TUGAS YANG DIKERJAKAN:
#1 Jawablah pertanyaan berikut berdasarkan teks tentang pelecehan seksual di kampus.
(a) Pelatihan seperti apa yang harus disediakan kampus bagi mahasiswa dan staf?
(b) Sumber daya apa saja yang disebut sebagai contoh yang perlu disediakan institusi?
(c) Menurut Aisyah, dengan cara apa Nabi membaiat wanita?
#2 Kutiplah bagian teks tentang pelecehan seksual di kampus mulai dari "Pentingnya pendidikan dan" sampai dengan "hanya menjadi penonton.".
#3 Tulislah lanjutan teks tentang pelecehan seksual di kampus, dimulai setelah kalimat terakhir yang tercantum.
━━━━━ KUTIPAN TEKS ━━━━━
Pentingnya pendidikan dan kesadaran menjadi bagian dari tanggung jawab bersama. Kampus harus menyediakan pelatihan yang komprehensif bagi mahasiswa dan staf mengenai isu-isu terkait pelecehan seksual, termasuk cara mengenali dan melaporkan pelecehan. Dengan meningkatkan pemahaman tentang dampak dari tindakan tersebut, kita dapat menciptakan atmosfer di mana korban merasa aman untuk bersuara dan melaporkan kejadian yang dialami. Selain itu, mahasiswa juga perlu diajarkan tentang pentingnya menjadi saksi yang aktif dan mendukung ketika melihat tindakan pelecehan, sehingga mereka tidak hanya menjadi penonton.
Akhirnya, dukungan terhadap korban harus menjadi prioritas bersama. Institusi perlu menyediakan sumber daya yang memadai, seperti layanan konseling dan mekanisme pelaporan yang aman dan rahasia. Di samping itu, penting untuk menciptakan ruang bagi korban untuk berbagi pengalaman mereka tanpa rasa takut akan stigma atau penghakiman. Dengan bekerja sama, kita dapat menciptakan lingkungan kampus yang tidak hanya menanggapi pelecehan seksual secara reaktif, tetapi juga secara proaktif mencegahnya, memastikan setiap individu merasa dihargai dan dilindungi.
Rasulullah mengajarkan umatnya untuk saling menghargai dan menghormati antar sesama. Pelecehan seksual merupakan tindakan yang sangat tidak terhormat dan merendahkan martabat korban. Oleh karena itu, tindakan tersebut bertentangan dengan hal yang telah diajarkan oleh Rasulullah melalui Al-Qur’an dan sunnahnya. Seperti pada hadis Imam alBukhari No. 6674
حَدَّثَنَا مَحْمُودٌ حَدَّثَنَا عَبْدُ الرَّزَّاقِ أَخْبَرَنَا مَعْمَرٌ عَنْ الزُّهْرِيِّ عَنْ عُرْوَةَ عَنْ عَائِشَةَ رَضِيَ اللَّهُ عَنْهَا قَالَتْ كَانَ النَّبِيُّ صَلَّى اللَّهُ عَلَيْهِ وَسَلَّمَ يُبَايِعُ النِّسَاءَ بِالْكَلَامِ بِهَذِهِ الْآيَةِ { لَا يُشْرِكْنَ بِاللَّهِ شَيْئًا } قَالَتْ وَمَا مَسَّتْ يَدُ رَسُولِ اللَّهِ صَلَّى اللَّهُ عَلَيْهِ وَسَلَّمَ يَدَ امْرَأَةٍ إِلَّا امْرَأَةً يَمْلِكُهَا
“Telah menceritakan kepada kami Mahmud telah menceritakan kepada kami Abdurrazaq telah mengabarkan kepada kami Ma'mar dari Az Zuhri dari 'Urwah dari Aisyah radliallahu 'anha, mengatakan, Nabi shallallahu 'alaihi wasallam Shallallahu'alaihiwasallam membaiat wanita cukup dengan lisan (tidak berjabat tangan) dengan ayat ini; 'Untuk tidak menyekutukan Allah dengan sesuatu apapun….' sampai akhir (QS. Almumtahanah 12) kata Aisyah; Tangan Rasulullah Shallallahu'alaihiwasallam sama sekali tidak pernah menyentuh wanita selain wanita yang beliau miliki (isterinya).”
━━━━━ DAFTAR DATA ━━━━━
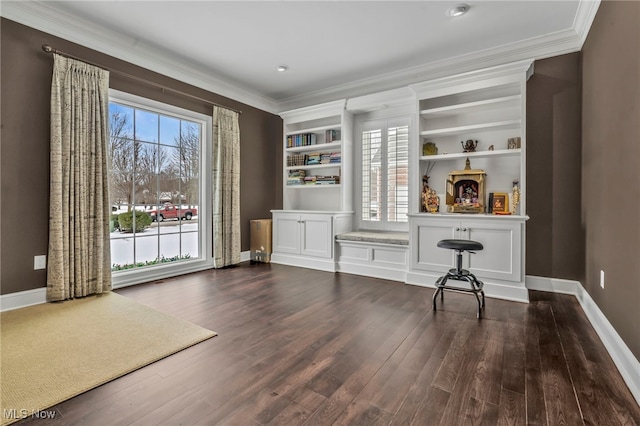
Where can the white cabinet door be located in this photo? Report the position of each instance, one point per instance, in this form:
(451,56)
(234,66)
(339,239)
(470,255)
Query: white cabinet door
(286,233)
(316,235)
(426,255)
(501,256)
━━━━━
JAWABAN TIAP BUTIR:
#1
(a) Pelatihan yang komprehensif mengenai isu-isu terkait pelecehan seksual, termasuk cara mengenali dan melaporkan pelecehan.
(b) Layanan konseling dan mekanisme pelaporan yang aman dan rahasia.
(c) Cukup dengan lisan (tidak berjabat tangan), dengan ayat "Untuk tidak menyekutukan Allah dengan sesuatu apapun…" sampai akhir (QS. Almumtahanah 12).

#2
Pentingnya pendidikan dan kesadaran menjadi bagian dari tanggung jawab bersama. Kampus harus menyediakan pelatihan yang komprehensif bagi mahasiswa dan staf mengenai isu-isu terkait pelecehan seksual, termasuk cara mengenali dan melaporkan pelecehan. Dengan meningkatkan pemahaman tentang dampak dari tindakan tersebut, kita dapat menciptakan atmosfer di mana korban merasa aman untuk bersuara dan melaporkan kejadian yang dialami. Selain itu, mahasiswa juga perlu diajarkan tentang pentingnya menjadi saksi yang aktif dan mendukung ketika melihat tindakan pelecehan, sehingga mereka tidak hanya menjadi penonton.

#3
Bahwa hadis tersebut dinilai shahih baik sanad maupun matan dan semua perawi hadis tersebut dapat diterima oleh para ulama lain karena dinilai tsiqah dan di antara mereka terdapat pula rawi yang hafidz. Kehujjahan hadis Imam al-Bukhari ini dapat dijadikan pengamalan dalam kehidupan bersosial antara laki-laki dan perempuan di masa kini. Pemaknaan hadis menunjukkan bahwa Rasulullah tidak pernah menyentuh wanita yang bukan mahramnya, bahkan saat berbaiat. Beberapa solusi tindak kejahatan pelecehan seksual ditemukan dalam penelitian ini, yaitu sex education, memupuk keberanian, perlindungan, penegakan hukum, bilik pengaduan, etika pemberitaan, empati, dan terapi penyebuhan efek traumatik. Penelitian ini diharapkan memiliki manfaat bagi penulis maupun pembaca agar menjaga hubungan sosial terutama dengan lawan jenis. Penelitian ini memiliki kekurangan dan keterbatasan sehingga direkomendasikan penelitian lanjutan dengan meninjau makna hadis dari berbagai perspektif disiplin ilmu.